Source records:
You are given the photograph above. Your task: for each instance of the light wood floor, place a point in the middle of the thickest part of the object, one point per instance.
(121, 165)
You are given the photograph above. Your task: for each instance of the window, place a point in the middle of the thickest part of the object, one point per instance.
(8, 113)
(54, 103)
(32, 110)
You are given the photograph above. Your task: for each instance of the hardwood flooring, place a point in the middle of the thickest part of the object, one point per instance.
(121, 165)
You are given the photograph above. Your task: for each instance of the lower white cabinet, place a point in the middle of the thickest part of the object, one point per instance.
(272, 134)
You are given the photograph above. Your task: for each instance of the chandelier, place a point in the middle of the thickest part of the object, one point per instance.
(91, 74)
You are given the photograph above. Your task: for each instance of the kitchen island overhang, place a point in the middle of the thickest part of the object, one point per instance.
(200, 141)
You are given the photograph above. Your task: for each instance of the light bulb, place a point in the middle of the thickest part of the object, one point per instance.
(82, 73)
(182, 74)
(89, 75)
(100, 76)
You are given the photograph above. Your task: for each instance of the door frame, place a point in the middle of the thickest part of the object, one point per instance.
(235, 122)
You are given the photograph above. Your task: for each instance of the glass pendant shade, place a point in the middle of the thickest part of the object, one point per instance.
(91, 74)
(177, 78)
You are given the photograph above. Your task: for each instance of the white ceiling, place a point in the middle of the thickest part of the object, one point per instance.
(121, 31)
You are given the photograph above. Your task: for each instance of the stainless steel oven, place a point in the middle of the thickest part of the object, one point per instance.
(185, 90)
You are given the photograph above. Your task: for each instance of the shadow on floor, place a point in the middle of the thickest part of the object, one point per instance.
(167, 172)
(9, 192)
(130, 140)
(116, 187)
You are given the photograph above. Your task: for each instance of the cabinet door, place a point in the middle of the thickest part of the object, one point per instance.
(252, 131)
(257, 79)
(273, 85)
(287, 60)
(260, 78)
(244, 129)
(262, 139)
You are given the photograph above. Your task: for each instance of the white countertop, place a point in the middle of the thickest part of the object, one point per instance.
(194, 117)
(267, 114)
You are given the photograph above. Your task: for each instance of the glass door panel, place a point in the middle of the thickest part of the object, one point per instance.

Problem description: Quote the whole listing above, leaving nothing out.

Final answer:
You are given the photograph above. Your task: for each instance of the light wood floor, place a point in the middle of the thickest part of the object, one point per instance.
(121, 165)
You are given the photograph above. Your task: for each instance of the window, place a point in the middle of the thickest part of the object, one point per instance.
(8, 113)
(54, 103)
(32, 110)
You are given the photograph above. Your task: for each instance of the hardwood flooring, place a point in the middle of the thickest part of the object, one point per instance.
(121, 165)
You are given the photograph above. Your task: for each instance of the lower white cabinet, place a point in the middle of the thickest part of the object, one point per instance.
(272, 134)
You are given the photograph above. Your task: for each instance of the chandelier, place a point in the middle of the thickest part of the object, one point per instance.
(91, 74)
You are given the photograph above. Your task: for each instance of the kitchen island overhang, place a point in the middle of the thickest part of the object, one point per instance.
(200, 141)
You are given the photograph above. Your task: for each instance of the light bulb, place a point in the middle of the thickest part of the object, one point per instance.
(82, 73)
(182, 74)
(89, 75)
(100, 76)
You are given the photograph above. Your task: for each instance of the door frame, place a point in the middle of the thickest part of the object, one point per instance.
(235, 122)
You are given the photograph above. Your task: for each instance of the glass pendant shade, place a point in the middle of the thickest part of the object, one point per instance.
(91, 74)
(177, 78)
You are given the photograph above. Your task: for each instance of the white ceiling, place a point in the middle of the thickest part of the object, one point per instance.
(121, 31)
You are given the photograph above. Your task: for each instance of the stainless steel oven, place a point in the middle of the thickest part of the object, one point per instance.
(185, 90)
You are given the photograph above. Your task: for each instance of the shadow on floor, place a point in the middle of the thickest part of the object, one point per instance.
(167, 172)
(9, 192)
(130, 140)
(116, 187)
You are given the photograph above. Your task: for each instance of the cabinet door, place a point in the middle of the thickest part of the object, one point per instance.
(252, 131)
(257, 79)
(273, 85)
(287, 60)
(260, 78)
(244, 129)
(262, 139)
You are given the photograph above. Your task: for each instance of the white countertop, place a point in the middle of the thickest part of the object, one point per instance.
(194, 117)
(267, 114)
You are given the photograph above. Your task: for each instance of the glass door panel, place a point in the middle of the thickest part of the object, one point per instance.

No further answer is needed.